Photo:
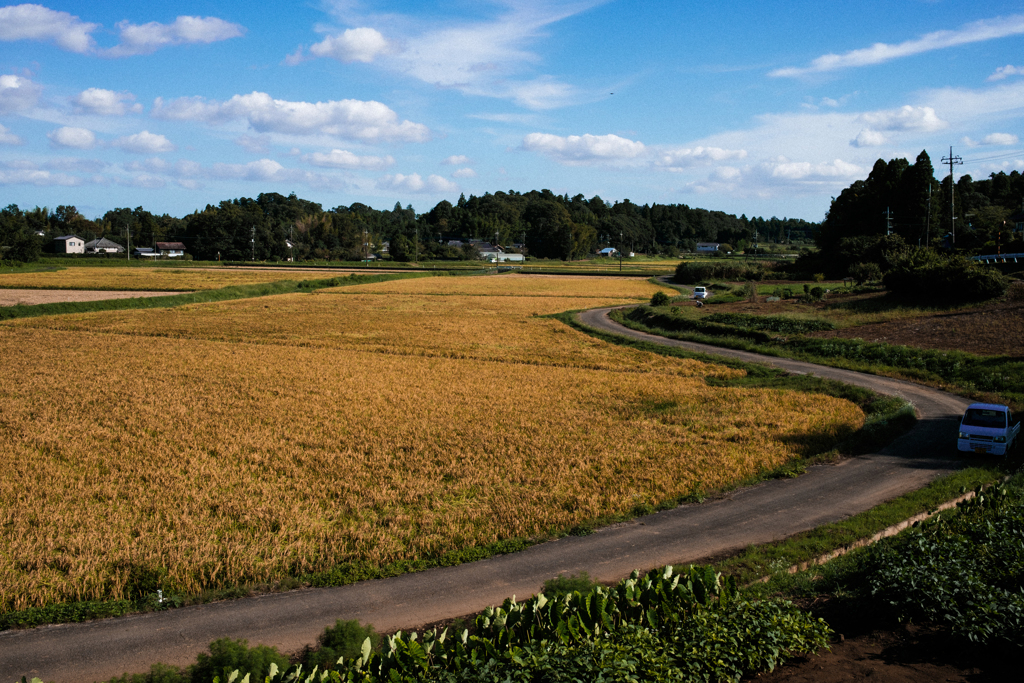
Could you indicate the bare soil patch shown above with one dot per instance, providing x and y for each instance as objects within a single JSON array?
[
  {"x": 34, "y": 297},
  {"x": 902, "y": 653},
  {"x": 995, "y": 329}
]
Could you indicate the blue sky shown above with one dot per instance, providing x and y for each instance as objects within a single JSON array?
[{"x": 757, "y": 108}]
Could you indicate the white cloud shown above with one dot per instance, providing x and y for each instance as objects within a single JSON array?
[
  {"x": 353, "y": 45},
  {"x": 143, "y": 143},
  {"x": 7, "y": 137},
  {"x": 1004, "y": 72},
  {"x": 584, "y": 148},
  {"x": 81, "y": 138},
  {"x": 414, "y": 183},
  {"x": 37, "y": 23},
  {"x": 352, "y": 119},
  {"x": 482, "y": 57},
  {"x": 675, "y": 159},
  {"x": 105, "y": 102},
  {"x": 143, "y": 180},
  {"x": 999, "y": 139},
  {"x": 882, "y": 52},
  {"x": 38, "y": 177},
  {"x": 905, "y": 118},
  {"x": 17, "y": 93},
  {"x": 344, "y": 159},
  {"x": 151, "y": 37},
  {"x": 806, "y": 171},
  {"x": 254, "y": 143},
  {"x": 868, "y": 138}
]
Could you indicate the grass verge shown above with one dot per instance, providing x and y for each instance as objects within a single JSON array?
[{"x": 995, "y": 379}]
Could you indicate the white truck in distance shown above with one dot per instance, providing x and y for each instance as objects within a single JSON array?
[{"x": 987, "y": 428}]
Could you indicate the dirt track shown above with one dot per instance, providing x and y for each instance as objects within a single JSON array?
[{"x": 766, "y": 512}]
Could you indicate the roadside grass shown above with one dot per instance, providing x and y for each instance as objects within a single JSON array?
[
  {"x": 987, "y": 378},
  {"x": 207, "y": 296},
  {"x": 774, "y": 559}
]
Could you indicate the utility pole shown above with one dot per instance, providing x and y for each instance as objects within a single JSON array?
[
  {"x": 952, "y": 216},
  {"x": 928, "y": 219}
]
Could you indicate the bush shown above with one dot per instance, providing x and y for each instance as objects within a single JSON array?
[
  {"x": 561, "y": 586},
  {"x": 659, "y": 299},
  {"x": 966, "y": 571},
  {"x": 344, "y": 639},
  {"x": 865, "y": 272},
  {"x": 926, "y": 274},
  {"x": 227, "y": 655},
  {"x": 1015, "y": 292}
]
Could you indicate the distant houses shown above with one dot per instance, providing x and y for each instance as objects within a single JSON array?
[
  {"x": 72, "y": 244},
  {"x": 69, "y": 244},
  {"x": 103, "y": 246}
]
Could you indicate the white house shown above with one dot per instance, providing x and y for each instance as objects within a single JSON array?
[
  {"x": 69, "y": 244},
  {"x": 170, "y": 249},
  {"x": 103, "y": 246}
]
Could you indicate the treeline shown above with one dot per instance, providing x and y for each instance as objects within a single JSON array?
[
  {"x": 276, "y": 227},
  {"x": 905, "y": 200},
  {"x": 901, "y": 226}
]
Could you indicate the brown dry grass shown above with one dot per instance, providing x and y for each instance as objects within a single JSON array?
[
  {"x": 185, "y": 279},
  {"x": 248, "y": 440}
]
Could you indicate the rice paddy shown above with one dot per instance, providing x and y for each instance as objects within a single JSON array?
[{"x": 248, "y": 440}]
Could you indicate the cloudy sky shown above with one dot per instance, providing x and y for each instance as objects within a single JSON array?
[{"x": 759, "y": 108}]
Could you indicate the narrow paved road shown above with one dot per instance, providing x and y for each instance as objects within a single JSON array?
[{"x": 770, "y": 511}]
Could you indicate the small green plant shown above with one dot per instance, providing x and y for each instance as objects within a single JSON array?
[
  {"x": 659, "y": 299},
  {"x": 561, "y": 585},
  {"x": 227, "y": 655},
  {"x": 344, "y": 639}
]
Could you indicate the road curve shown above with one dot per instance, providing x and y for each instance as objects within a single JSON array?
[{"x": 769, "y": 511}]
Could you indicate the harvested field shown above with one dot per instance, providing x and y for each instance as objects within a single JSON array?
[
  {"x": 34, "y": 297},
  {"x": 144, "y": 279},
  {"x": 995, "y": 329},
  {"x": 253, "y": 439}
]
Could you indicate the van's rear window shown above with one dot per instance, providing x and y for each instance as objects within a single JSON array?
[{"x": 980, "y": 418}]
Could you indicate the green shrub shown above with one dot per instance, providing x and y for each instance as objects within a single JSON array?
[
  {"x": 659, "y": 299},
  {"x": 561, "y": 586},
  {"x": 344, "y": 639},
  {"x": 966, "y": 571},
  {"x": 227, "y": 655},
  {"x": 927, "y": 275}
]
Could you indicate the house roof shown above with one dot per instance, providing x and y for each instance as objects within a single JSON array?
[{"x": 102, "y": 243}]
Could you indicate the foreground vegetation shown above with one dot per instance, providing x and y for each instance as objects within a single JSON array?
[
  {"x": 687, "y": 626},
  {"x": 692, "y": 625}
]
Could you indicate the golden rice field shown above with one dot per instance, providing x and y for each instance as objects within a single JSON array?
[
  {"x": 252, "y": 439},
  {"x": 145, "y": 279}
]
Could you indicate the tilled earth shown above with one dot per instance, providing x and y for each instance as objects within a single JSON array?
[
  {"x": 992, "y": 330},
  {"x": 899, "y": 653}
]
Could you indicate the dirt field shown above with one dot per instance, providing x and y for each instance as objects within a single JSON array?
[
  {"x": 33, "y": 297},
  {"x": 993, "y": 330},
  {"x": 904, "y": 653}
]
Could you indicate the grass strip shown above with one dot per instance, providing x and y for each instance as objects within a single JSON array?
[
  {"x": 886, "y": 417},
  {"x": 774, "y": 559},
  {"x": 207, "y": 296},
  {"x": 987, "y": 378}
]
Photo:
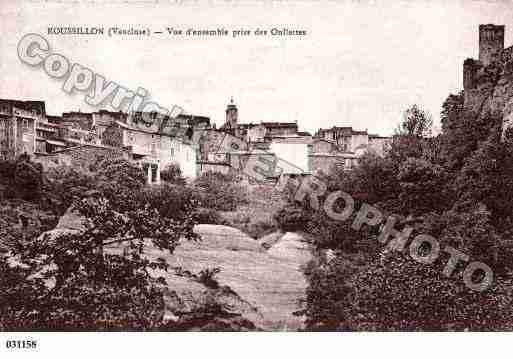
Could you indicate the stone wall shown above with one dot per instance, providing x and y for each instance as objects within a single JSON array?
[{"x": 79, "y": 157}]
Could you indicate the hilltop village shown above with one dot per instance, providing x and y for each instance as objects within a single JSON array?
[{"x": 77, "y": 138}]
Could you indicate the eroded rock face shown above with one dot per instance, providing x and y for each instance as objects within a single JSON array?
[
  {"x": 70, "y": 223},
  {"x": 269, "y": 281}
]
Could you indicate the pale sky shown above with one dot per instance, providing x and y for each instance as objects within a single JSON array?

**Task brief:** Quote in full the listing given above; the images are to be left out.

**Correct response:**
Photo:
Could you indicate the bare soil patch shown above with one dot per instance, providing x and y for each instance as objects within a single JSON array?
[
  {"x": 34, "y": 297},
  {"x": 902, "y": 653},
  {"x": 995, "y": 329}
]
Could you indicate the blue sky shown above with one dot per instance, providing x and y for each instance as objects within a single JSON array?
[{"x": 757, "y": 108}]
Could you indicate the white cloud shown above with one dot per instance, providing x and y for each instance as objects within a single JSON array?
[
  {"x": 353, "y": 45},
  {"x": 143, "y": 143},
  {"x": 7, "y": 137},
  {"x": 1004, "y": 72},
  {"x": 584, "y": 148},
  {"x": 81, "y": 138},
  {"x": 414, "y": 183},
  {"x": 37, "y": 23},
  {"x": 352, "y": 119},
  {"x": 482, "y": 57},
  {"x": 675, "y": 159},
  {"x": 105, "y": 102},
  {"x": 143, "y": 180},
  {"x": 999, "y": 139},
  {"x": 882, "y": 52},
  {"x": 38, "y": 177},
  {"x": 905, "y": 118},
  {"x": 17, "y": 93},
  {"x": 344, "y": 159},
  {"x": 151, "y": 37},
  {"x": 806, "y": 171},
  {"x": 254, "y": 143},
  {"x": 868, "y": 138}
]
Could you indicate the grass verge shown above with one dot per instance, providing x and y for each instance as objects within a single JSON array?
[{"x": 995, "y": 379}]
Could you indicate the white truck in distance shown above with one dot per instance, providing x and y for each instance as objects within a single JSON array?
[{"x": 987, "y": 428}]
Could you indicate the dirt track shown above with one dot per instance, providing x and y for each instance as objects within a single JSON array?
[{"x": 766, "y": 512}]
Could you indicate the roadside grass shown above with one dot per instance, providing x and y for each instance as objects within a single JSON array?
[
  {"x": 987, "y": 378},
  {"x": 207, "y": 296},
  {"x": 774, "y": 559}
]
Could you indicate the utility pole shown above with one dot per instance, providing x and y for each instance as objects within a single JSON array?
[
  {"x": 952, "y": 216},
  {"x": 928, "y": 219}
]
Could you indicate the bush shown above with one dot per instance, providing x and y for each instance as objects within a single JSON array?
[
  {"x": 561, "y": 586},
  {"x": 659, "y": 299},
  {"x": 966, "y": 571},
  {"x": 344, "y": 639},
  {"x": 865, "y": 272},
  {"x": 926, "y": 274},
  {"x": 227, "y": 655},
  {"x": 1015, "y": 292}
]
Could you indicate the distant houses shown above with one dot per instance, providing x and y for each instance as objects within a single JSON array?
[
  {"x": 72, "y": 244},
  {"x": 69, "y": 244},
  {"x": 103, "y": 246}
]
Could you indicate the white house shown above with one dot per instance, providing x and y for each instance as objects within a single JSON array?
[
  {"x": 69, "y": 244},
  {"x": 170, "y": 249},
  {"x": 103, "y": 246}
]
Could you indicate the treeline shown above with one dot per instance, providing x and y for each instance as objects within a single JSON array?
[
  {"x": 276, "y": 227},
  {"x": 905, "y": 200},
  {"x": 901, "y": 226}
]
Could you indicate the brown dry grass shown above with one dot per instance, providing x and y for each instance as objects within a single JSON array?
[
  {"x": 185, "y": 279},
  {"x": 248, "y": 440}
]
Could you indicate the rice paddy shown above with one dot per instance, providing x and y for each instance as objects within a single JSON array?
[{"x": 248, "y": 440}]
Could you indicate the cloudy sky shown above with one dot per instance, providing x and y for each instance as objects within a single JSON array?
[{"x": 759, "y": 108}]
Could you indicate the narrow paved road shown above with one dot per instance, providing x and y for each instance as objects within a single JSON array?
[{"x": 770, "y": 511}]
Could you indicate the small green plant shown above with one dot per instance, providing x and y for each instance as objects within a single JSON array?
[
  {"x": 659, "y": 299},
  {"x": 561, "y": 585},
  {"x": 227, "y": 655},
  {"x": 344, "y": 639}
]
Could you indicate the road curve shown above with one dot per instance, providing x and y for each instance as objects within a single JSON array?
[{"x": 769, "y": 511}]
Could you indicate the harvested field shown above with one dot per instance, providing x and y for each instance as objects within a single JSON array?
[
  {"x": 34, "y": 297},
  {"x": 144, "y": 279},
  {"x": 995, "y": 329},
  {"x": 253, "y": 439}
]
Could you indicate the van's rear window shown above with one dot per instance, providing x and y for each instance as objects within a single JSON array?
[{"x": 980, "y": 418}]
Could you indicate the green shrub shown above with one dot per instance, providing x and y for each instance as objects within a single JSON array?
[
  {"x": 659, "y": 299},
  {"x": 561, "y": 586},
  {"x": 344, "y": 639},
  {"x": 966, "y": 571},
  {"x": 227, "y": 655},
  {"x": 927, "y": 275}
]
Could you indicate the house roof shown above with one dot per instance, providing x and y for each instance as objects within a single JSON array?
[{"x": 102, "y": 243}]
Could you indicate the foreground vegetation shown above with one dot per instance, providing x and y for each instance as objects within a single JSON array?
[
  {"x": 687, "y": 626},
  {"x": 692, "y": 625}
]
Could you indicate the golden rice field shown above with one dot per instance, providing x and y for each instance as objects within a single JSON array?
[
  {"x": 252, "y": 439},
  {"x": 145, "y": 279}
]
Could you indicate the tilled earth shown above with one dot per instance, providing x and y for each instance as objects within a single JSON array?
[
  {"x": 992, "y": 330},
  {"x": 899, "y": 653}
]
Could you indicate the dirt field shown above with one dot per instance, providing x and y for each instance as objects within a single JSON array?
[
  {"x": 33, "y": 297},
  {"x": 993, "y": 330},
  {"x": 904, "y": 653}
]
Could you indicate the grass strip shown above with one dot per instance, providing x and y for each instance as objects within a single JSON array?
[
  {"x": 886, "y": 417},
  {"x": 774, "y": 559},
  {"x": 207, "y": 296},
  {"x": 987, "y": 378}
]
Photo:
Could you indicate the stone wall shown above with one dot per instance, providing x and y for each instance as objects within a single JSON array?
[{"x": 79, "y": 157}]
Could you indicate the hilltop village shown above with one dot per instance, providing x and y for each instance as objects within a single JSON array?
[{"x": 77, "y": 138}]
Could you indicate the eroded rock face shown above with one dot per instance, providing x and y for each instance as objects within a single JSON array?
[
  {"x": 70, "y": 223},
  {"x": 269, "y": 281}
]
Could you indicate the pale sky shown above with one dot per instance, providing x and y for each instance as objects within a single JSON array?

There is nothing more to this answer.